### SET EXERCISE
Which lines below contain the string "mask"? Copy each of them out.
-- Begin --
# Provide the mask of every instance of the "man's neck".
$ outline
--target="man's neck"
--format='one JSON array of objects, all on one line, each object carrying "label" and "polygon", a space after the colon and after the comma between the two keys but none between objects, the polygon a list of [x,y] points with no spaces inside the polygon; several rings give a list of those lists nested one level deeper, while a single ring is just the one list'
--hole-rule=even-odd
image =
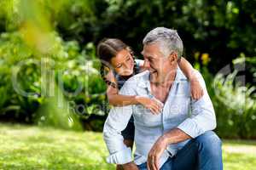
[{"label": "man's neck", "polygon": [[166,72],[150,74],[150,82],[155,86],[170,86],[175,80],[177,68],[170,68]]}]

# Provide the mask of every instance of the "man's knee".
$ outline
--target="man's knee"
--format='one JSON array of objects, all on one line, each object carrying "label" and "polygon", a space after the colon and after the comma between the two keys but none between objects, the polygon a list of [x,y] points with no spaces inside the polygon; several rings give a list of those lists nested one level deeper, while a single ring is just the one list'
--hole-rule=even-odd
[{"label": "man's knee", "polygon": [[200,150],[209,152],[212,156],[221,154],[222,141],[214,132],[207,131],[195,139]]}]

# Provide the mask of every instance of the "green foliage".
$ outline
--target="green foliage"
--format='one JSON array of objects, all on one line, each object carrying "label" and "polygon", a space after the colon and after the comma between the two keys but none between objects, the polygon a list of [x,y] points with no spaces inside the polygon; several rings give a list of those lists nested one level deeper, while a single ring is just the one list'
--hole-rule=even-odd
[{"label": "green foliage", "polygon": [[235,82],[236,72],[226,78],[217,75],[214,79],[214,108],[217,112],[219,135],[229,138],[255,138],[256,100],[254,87]]}]

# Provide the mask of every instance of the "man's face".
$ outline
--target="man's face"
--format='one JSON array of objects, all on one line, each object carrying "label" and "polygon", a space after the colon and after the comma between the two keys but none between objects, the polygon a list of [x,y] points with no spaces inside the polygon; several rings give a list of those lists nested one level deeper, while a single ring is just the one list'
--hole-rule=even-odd
[{"label": "man's face", "polygon": [[158,43],[144,45],[142,54],[144,57],[144,67],[151,73],[160,73],[168,66],[168,58],[160,52]]}]

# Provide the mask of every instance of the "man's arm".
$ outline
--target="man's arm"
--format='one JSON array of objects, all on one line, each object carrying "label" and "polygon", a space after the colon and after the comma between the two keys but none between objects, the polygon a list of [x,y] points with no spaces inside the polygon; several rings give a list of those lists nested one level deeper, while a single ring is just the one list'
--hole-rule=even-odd
[{"label": "man's arm", "polygon": [[214,109],[207,91],[201,75],[197,72],[204,95],[199,100],[191,102],[191,116],[184,120],[177,128],[172,129],[160,137],[151,148],[148,157],[148,168],[159,169],[159,158],[170,144],[177,144],[204,133],[216,128]]},{"label": "man's arm", "polygon": [[[136,86],[134,83],[136,82],[129,80],[119,93],[124,95],[135,95],[134,87]],[[124,165],[125,169],[129,168],[130,166],[136,166],[132,162],[131,149],[124,144],[124,139],[121,135],[121,131],[127,126],[131,114],[131,105],[113,107],[108,116],[103,128],[104,140],[110,153],[107,162]]]}]

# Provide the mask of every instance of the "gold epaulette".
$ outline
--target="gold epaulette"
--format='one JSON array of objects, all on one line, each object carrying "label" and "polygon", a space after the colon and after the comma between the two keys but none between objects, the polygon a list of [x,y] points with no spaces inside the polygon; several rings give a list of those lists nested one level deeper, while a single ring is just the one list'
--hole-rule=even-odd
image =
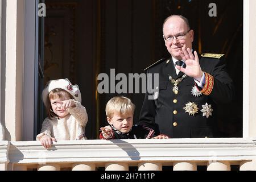
[{"label": "gold epaulette", "polygon": [[146,68],[144,69],[144,71],[146,71],[147,69],[148,69],[148,68],[152,67],[152,66],[156,65],[158,63],[160,63],[162,61],[165,60],[165,59],[161,59],[160,60],[157,61],[156,62],[154,63],[153,64],[152,64],[151,65],[150,65],[149,67],[147,67]]},{"label": "gold epaulette", "polygon": [[220,53],[202,53],[201,56],[204,57],[211,57],[211,58],[217,58],[220,59],[225,55]]}]

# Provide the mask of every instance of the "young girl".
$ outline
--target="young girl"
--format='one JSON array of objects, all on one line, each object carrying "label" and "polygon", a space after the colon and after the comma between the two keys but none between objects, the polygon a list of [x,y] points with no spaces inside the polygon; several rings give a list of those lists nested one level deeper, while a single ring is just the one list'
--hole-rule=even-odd
[{"label": "young girl", "polygon": [[152,129],[141,125],[133,125],[135,105],[125,97],[114,97],[106,105],[107,121],[110,126],[100,129],[100,138],[113,139],[148,139],[168,138],[166,135],[154,136]]},{"label": "young girl", "polygon": [[43,90],[42,98],[48,115],[36,136],[42,146],[50,147],[52,140],[87,139],[84,130],[88,115],[77,85],[72,85],[68,78],[51,80]]}]

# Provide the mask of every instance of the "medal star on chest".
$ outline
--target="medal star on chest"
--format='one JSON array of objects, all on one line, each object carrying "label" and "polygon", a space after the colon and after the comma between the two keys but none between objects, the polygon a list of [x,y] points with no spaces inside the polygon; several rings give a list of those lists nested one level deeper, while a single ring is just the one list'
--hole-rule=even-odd
[{"label": "medal star on chest", "polygon": [[172,84],[174,84],[174,87],[172,87],[172,92],[174,92],[175,94],[177,94],[179,92],[179,84],[180,84],[186,77],[186,75],[183,75],[181,77],[179,78],[177,80],[175,80],[171,76],[169,75],[169,80],[171,81],[171,82]]},{"label": "medal star on chest", "polygon": [[188,102],[186,104],[186,106],[183,107],[185,109],[185,113],[188,113],[188,115],[195,115],[195,114],[198,113],[198,110],[199,108],[197,107],[197,105],[195,104],[195,102]]}]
-- End --
### THE RESULT
# Provide the mask of every instance of the "man's neck".
# Provide the mask of every instance of the "man's knee".
# Provide the mask of every instance of the "green foliage".
# Provide the mask of every instance of the "man's face".
# Provide the mask of every instance of the "man's arm".
# Provide the mask of every instance of the "gold epaulette".
# Provide the mask of every instance of the "young girl".
# Provide the mask of every instance of the "medal star on chest".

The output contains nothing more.